• [Problem] Every entry should be given again exactly, with nothing dropped.

• [Available data]
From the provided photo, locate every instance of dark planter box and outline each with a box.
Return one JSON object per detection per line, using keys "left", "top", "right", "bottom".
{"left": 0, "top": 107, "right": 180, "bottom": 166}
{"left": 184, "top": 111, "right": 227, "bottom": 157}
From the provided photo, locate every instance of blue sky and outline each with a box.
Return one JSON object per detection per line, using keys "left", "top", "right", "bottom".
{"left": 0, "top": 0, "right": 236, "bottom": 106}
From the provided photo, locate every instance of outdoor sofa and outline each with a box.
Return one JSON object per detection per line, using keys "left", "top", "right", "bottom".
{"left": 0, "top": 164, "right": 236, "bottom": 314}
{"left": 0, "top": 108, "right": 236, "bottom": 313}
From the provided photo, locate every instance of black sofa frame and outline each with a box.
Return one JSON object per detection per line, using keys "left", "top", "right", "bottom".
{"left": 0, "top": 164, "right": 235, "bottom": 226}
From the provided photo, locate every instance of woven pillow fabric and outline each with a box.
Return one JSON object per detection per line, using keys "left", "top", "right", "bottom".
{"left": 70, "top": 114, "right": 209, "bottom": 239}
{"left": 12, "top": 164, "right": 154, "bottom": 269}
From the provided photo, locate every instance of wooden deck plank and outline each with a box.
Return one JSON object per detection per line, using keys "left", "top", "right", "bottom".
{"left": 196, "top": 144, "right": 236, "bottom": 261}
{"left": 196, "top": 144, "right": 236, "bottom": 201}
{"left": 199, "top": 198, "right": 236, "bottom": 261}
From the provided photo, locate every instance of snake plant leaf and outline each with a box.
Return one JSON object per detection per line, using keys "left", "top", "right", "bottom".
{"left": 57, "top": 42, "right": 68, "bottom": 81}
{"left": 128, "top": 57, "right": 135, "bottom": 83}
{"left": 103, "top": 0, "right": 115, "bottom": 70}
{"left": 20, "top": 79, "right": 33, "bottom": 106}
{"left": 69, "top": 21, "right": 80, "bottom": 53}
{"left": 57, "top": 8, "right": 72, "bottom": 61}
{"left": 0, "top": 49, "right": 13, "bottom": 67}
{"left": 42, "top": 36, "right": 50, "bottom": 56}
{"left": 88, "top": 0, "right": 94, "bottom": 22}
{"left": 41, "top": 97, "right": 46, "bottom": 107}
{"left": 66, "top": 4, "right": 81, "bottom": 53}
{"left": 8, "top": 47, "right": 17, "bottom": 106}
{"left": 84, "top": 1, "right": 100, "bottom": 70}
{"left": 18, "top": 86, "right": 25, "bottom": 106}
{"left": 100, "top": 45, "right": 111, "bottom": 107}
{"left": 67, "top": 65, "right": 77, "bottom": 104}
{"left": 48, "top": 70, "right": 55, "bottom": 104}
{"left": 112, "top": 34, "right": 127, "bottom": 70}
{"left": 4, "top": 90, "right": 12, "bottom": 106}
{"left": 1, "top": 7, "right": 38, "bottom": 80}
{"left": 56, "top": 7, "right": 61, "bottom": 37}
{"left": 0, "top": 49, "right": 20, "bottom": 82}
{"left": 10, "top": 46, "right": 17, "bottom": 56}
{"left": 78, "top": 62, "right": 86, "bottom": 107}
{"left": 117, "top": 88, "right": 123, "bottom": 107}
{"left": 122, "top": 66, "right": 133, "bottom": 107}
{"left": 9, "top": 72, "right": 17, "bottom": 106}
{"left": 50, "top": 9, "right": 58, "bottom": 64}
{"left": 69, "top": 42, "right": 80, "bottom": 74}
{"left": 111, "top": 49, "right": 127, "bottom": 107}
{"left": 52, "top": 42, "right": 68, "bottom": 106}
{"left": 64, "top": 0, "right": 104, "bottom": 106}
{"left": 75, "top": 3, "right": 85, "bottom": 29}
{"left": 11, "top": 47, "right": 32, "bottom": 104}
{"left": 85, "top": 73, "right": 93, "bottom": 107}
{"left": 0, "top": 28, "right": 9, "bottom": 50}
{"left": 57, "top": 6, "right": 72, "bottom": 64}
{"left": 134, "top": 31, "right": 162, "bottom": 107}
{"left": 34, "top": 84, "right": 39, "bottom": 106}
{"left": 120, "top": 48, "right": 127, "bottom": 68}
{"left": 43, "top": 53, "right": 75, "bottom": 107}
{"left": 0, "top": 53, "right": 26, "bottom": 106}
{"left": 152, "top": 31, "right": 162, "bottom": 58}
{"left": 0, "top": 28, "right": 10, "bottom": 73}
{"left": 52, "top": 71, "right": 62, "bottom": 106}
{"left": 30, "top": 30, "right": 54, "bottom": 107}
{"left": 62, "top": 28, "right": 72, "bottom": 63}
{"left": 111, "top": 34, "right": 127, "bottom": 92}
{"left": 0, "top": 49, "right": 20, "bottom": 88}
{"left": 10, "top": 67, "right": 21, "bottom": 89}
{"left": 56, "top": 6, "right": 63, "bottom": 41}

• [Solution for this exercise]
From the provided photo, locate every instance of dark planter box and outline each with a box.
Return one JSON object per detection per line, using keys "left", "top", "right", "bottom".
{"left": 0, "top": 107, "right": 180, "bottom": 166}
{"left": 184, "top": 111, "right": 227, "bottom": 157}
From the provided photo, locate every instance of blue sky and outline each with a box.
Return one JSON object per detection per line, using keys "left", "top", "right", "bottom".
{"left": 0, "top": 0, "right": 236, "bottom": 106}
From the provided photo, locate every instance of outdoor sofa and outline each with a box.
Return one JSON object per detection per line, using keys "left", "top", "right", "bottom".
{"left": 0, "top": 164, "right": 236, "bottom": 314}
{"left": 0, "top": 108, "right": 236, "bottom": 313}
From the provided photo, locate every instance of black sofa frame and outline each with a box.
Return one JSON object per detection per line, using keys "left", "top", "right", "bottom".
{"left": 0, "top": 164, "right": 235, "bottom": 226}
From the provided photo, locate every instance of woven pillow fabric and outline each with a box.
Return one JSON object per detection per line, using keys "left", "top", "right", "bottom".
{"left": 70, "top": 114, "right": 209, "bottom": 239}
{"left": 12, "top": 164, "right": 154, "bottom": 269}
From the provided photo, locate every instance of wooden deck plank and outline each with a box.
Return one JSON object per detection per line, using keys "left", "top", "right", "bottom".
{"left": 196, "top": 144, "right": 236, "bottom": 261}
{"left": 196, "top": 144, "right": 236, "bottom": 201}
{"left": 199, "top": 198, "right": 236, "bottom": 261}
From the provided photo, locate every instance of snake plant leaf and outline each with a box.
Return one JSON object per detection per line, using keys "left", "top", "right", "bottom".
{"left": 57, "top": 42, "right": 68, "bottom": 81}
{"left": 128, "top": 57, "right": 135, "bottom": 83}
{"left": 103, "top": 0, "right": 115, "bottom": 70}
{"left": 20, "top": 79, "right": 33, "bottom": 106}
{"left": 69, "top": 21, "right": 80, "bottom": 53}
{"left": 57, "top": 8, "right": 72, "bottom": 61}
{"left": 0, "top": 49, "right": 13, "bottom": 67}
{"left": 42, "top": 36, "right": 50, "bottom": 56}
{"left": 88, "top": 0, "right": 94, "bottom": 22}
{"left": 41, "top": 97, "right": 46, "bottom": 107}
{"left": 66, "top": 4, "right": 81, "bottom": 53}
{"left": 8, "top": 47, "right": 17, "bottom": 106}
{"left": 84, "top": 1, "right": 100, "bottom": 70}
{"left": 18, "top": 86, "right": 25, "bottom": 106}
{"left": 100, "top": 45, "right": 111, "bottom": 107}
{"left": 67, "top": 65, "right": 77, "bottom": 104}
{"left": 48, "top": 70, "right": 55, "bottom": 104}
{"left": 112, "top": 34, "right": 127, "bottom": 70}
{"left": 4, "top": 90, "right": 12, "bottom": 106}
{"left": 1, "top": 7, "right": 38, "bottom": 80}
{"left": 56, "top": 7, "right": 61, "bottom": 37}
{"left": 0, "top": 49, "right": 20, "bottom": 82}
{"left": 10, "top": 46, "right": 17, "bottom": 56}
{"left": 78, "top": 62, "right": 86, "bottom": 107}
{"left": 117, "top": 88, "right": 123, "bottom": 107}
{"left": 122, "top": 66, "right": 133, "bottom": 107}
{"left": 9, "top": 72, "right": 17, "bottom": 106}
{"left": 50, "top": 9, "right": 58, "bottom": 64}
{"left": 69, "top": 42, "right": 80, "bottom": 74}
{"left": 111, "top": 49, "right": 127, "bottom": 107}
{"left": 52, "top": 42, "right": 68, "bottom": 106}
{"left": 64, "top": 0, "right": 104, "bottom": 106}
{"left": 75, "top": 3, "right": 85, "bottom": 29}
{"left": 11, "top": 47, "right": 32, "bottom": 104}
{"left": 85, "top": 73, "right": 93, "bottom": 107}
{"left": 0, "top": 28, "right": 9, "bottom": 50}
{"left": 57, "top": 6, "right": 72, "bottom": 64}
{"left": 134, "top": 31, "right": 162, "bottom": 107}
{"left": 34, "top": 84, "right": 39, "bottom": 106}
{"left": 120, "top": 48, "right": 127, "bottom": 68}
{"left": 43, "top": 53, "right": 75, "bottom": 107}
{"left": 0, "top": 53, "right": 26, "bottom": 106}
{"left": 152, "top": 31, "right": 162, "bottom": 58}
{"left": 0, "top": 28, "right": 10, "bottom": 73}
{"left": 52, "top": 71, "right": 62, "bottom": 106}
{"left": 30, "top": 30, "right": 54, "bottom": 107}
{"left": 62, "top": 28, "right": 72, "bottom": 63}
{"left": 111, "top": 34, "right": 127, "bottom": 92}
{"left": 0, "top": 49, "right": 20, "bottom": 88}
{"left": 10, "top": 67, "right": 21, "bottom": 89}
{"left": 56, "top": 6, "right": 63, "bottom": 41}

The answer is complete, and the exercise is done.